:: The task ::
Continue the text about the Bikinians' exile, picking up after its final sentence.

No longer can I live in peace and harmony.
No longer can I rest on my sleeping mat and pillow
Because of my island and the life I once knew there.
The thought is overwhelming
Rendering me helpless and in great despair.
My spirit leaves, drifting around and far away
Where it becomes caught in a current of immense power -
And only then do I find tranquility
I jab ber emol, aet, i jab ber ainmon
ion kineo im bitu
kin ailon eo ao im melan ko ie
Eber im lok jiktok ikerele
kot iban bok hartu jonan an elap ippa
Ao emotlok rounni im lo ijen ion
ijen ebin joe a eankin
ijen jikin ao emotlok im ber im mad ie
-The Bikinian Anthem (1946) by Lore Kessibuki (1914-1994)
Specifically, I focused on the traumatic history of the Bikinians, a community of about 5,000+ Pacific Islanders, whose homeland in the Bikini Atoll remains radioactive and uninhabited due to years of deadly US nuclear testing.
The Bikinians have lived in exile on the islands of Kili and Ejit in the Marshall Islands for 75 years. Currently, there are only a few remaining Bikinians out of the original 167 who were asked to leave their homeland in 1946 by the US military. The relatively recent emigration to the United States entails yet another significant move away from their ancestral homeland. Their migration was motivated by the ability to live, work, and study in the United States according to the Compact of Free Association. However, as a new immigrant and historically exploited community, the Marshallese American livelihood remains entwined with blue collar work in the poultry industry of Northwest Arkansas.

:: Data extract ::
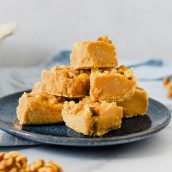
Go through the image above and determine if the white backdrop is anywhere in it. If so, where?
[0,0,172,66]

:: Response ::
Pre and post covid-19 pandemic, the successes and struggles of both the Bikinian and general Marshallese population offer a complicated look into what it means to be a part of American society.
I wanted to learn from an adjacent and related ethnic experience, to foster empathy across cultures, and understand who we are as Americans in this new administration and era.
To that end, I saw the use of printing on banana fibre paper to be a visual way connecting my own heritage with the Marshallese experience in that it is a crop endemic to both the Marshall Islands and the Philippines.